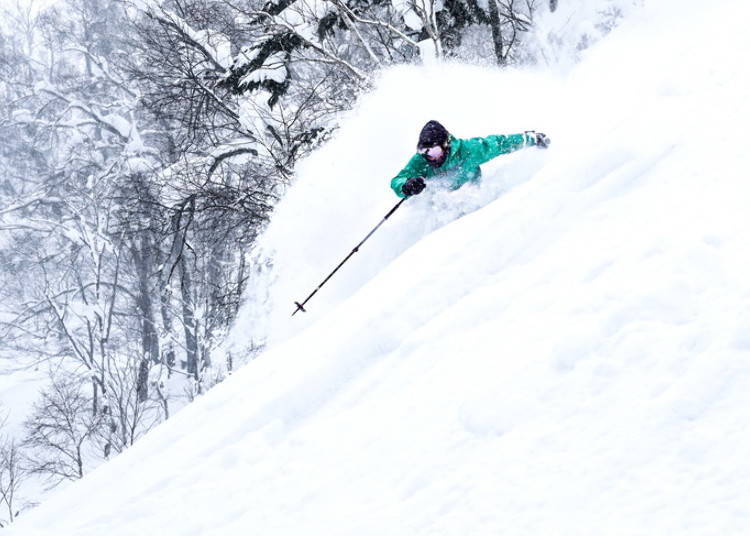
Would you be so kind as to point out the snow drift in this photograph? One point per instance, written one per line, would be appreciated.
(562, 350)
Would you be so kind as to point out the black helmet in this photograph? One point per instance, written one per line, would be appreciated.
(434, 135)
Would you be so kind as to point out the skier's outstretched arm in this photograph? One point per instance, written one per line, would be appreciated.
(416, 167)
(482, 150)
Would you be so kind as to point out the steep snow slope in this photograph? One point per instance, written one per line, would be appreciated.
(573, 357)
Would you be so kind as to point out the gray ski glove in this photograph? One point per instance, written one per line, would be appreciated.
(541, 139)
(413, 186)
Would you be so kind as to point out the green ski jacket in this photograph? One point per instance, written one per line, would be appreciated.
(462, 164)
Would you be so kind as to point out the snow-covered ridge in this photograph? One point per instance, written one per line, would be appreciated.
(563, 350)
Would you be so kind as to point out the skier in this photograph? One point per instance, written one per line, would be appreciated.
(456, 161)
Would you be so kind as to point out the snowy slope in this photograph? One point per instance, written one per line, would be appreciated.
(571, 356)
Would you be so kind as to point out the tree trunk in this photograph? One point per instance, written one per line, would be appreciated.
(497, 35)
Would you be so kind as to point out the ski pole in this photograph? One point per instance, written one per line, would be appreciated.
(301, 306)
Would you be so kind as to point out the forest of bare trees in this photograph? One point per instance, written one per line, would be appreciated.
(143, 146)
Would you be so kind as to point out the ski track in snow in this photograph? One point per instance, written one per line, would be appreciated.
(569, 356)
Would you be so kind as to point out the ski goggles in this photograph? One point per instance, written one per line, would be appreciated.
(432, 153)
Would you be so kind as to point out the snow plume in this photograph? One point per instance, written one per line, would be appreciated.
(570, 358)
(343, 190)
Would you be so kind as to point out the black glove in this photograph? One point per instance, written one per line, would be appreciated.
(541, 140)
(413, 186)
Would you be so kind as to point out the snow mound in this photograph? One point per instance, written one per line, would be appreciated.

########

* [WHAT THE TASK REQUIRES]
Please render the whole listing above as a numbered list, dropping any blank lines and leaving out the pictures.

* [WORKED ANSWER]
1. Would you be so kind as to point out the snow drift in this photograph? One point per instance, written one per line, would be appreciated.
2. (562, 350)
3. Would you be so kind as to point out the black helmet in this photograph? One point per instance, written one per line, would be appreciated.
4. (434, 135)
5. Would you be so kind as to point out the skier's outstretched arm in this photograph? One point per instance, written one per line, would be appreciated.
6. (416, 167)
7. (482, 150)
8. Would you be so kind as to point out the steep snow slope in this photograph? One point per instance, written one per line, would be appreciated.
9. (573, 357)
10. Would you be so kind as to point out the gray ski glove in this photograph? One point per instance, written one per line, would be appreciated.
11. (541, 139)
12. (413, 186)
13. Would you be so kind as to point out the green ski jacket in this photograph? One point per instance, written one per line, would be appreciated.
14. (462, 164)
15. Would you be so kind as to point out the snow-covered ridge in this photograph? One point per instance, written one per line, would be appreciated.
16. (563, 350)
17. Would you be so kind as to point out the skier in this photograph? One point per instance, written one per line, would be appreciated.
18. (456, 161)
19. Would you be so kind as to point out the snowy slope in this photograph? One point per instance, written one per line, would be appreciated.
20. (571, 356)
21. Would you be so kind as to point out the tree trunk in this photograph? One point per instance, written one per line, would be appreciated.
22. (497, 35)
23. Would you be so kind as to point out the ski pole in this photograph? One point per instance, written one per line, would be appreciated.
24. (301, 306)
25. Would you be so kind as to point out the forest of bare trees in this photograph? One point per instance, written one per line, would be appreciated.
26. (143, 146)
27. Would you be so kind as to point out the ski track in snow in this photograph? One point per instance, written one per line, would be appreciated.
28. (569, 356)
29. Would you be so kind as to point out the ski goggles in this photograph? One point per instance, written one per line, would be appreciated.
30. (432, 153)
31. Would you be so kind as to point out the snow plume in this photograph? One point per instance, written one per line, would be appreciated.
32. (570, 358)
33. (343, 190)
34. Would you be so kind as to point out the black glove in this photograph? One point per instance, written one per line, would be appreciated.
35. (541, 140)
36. (413, 186)
37. Would you be so kind as to point out the snow mound in this photograph? One point per instance, written one per line, would be appreciated.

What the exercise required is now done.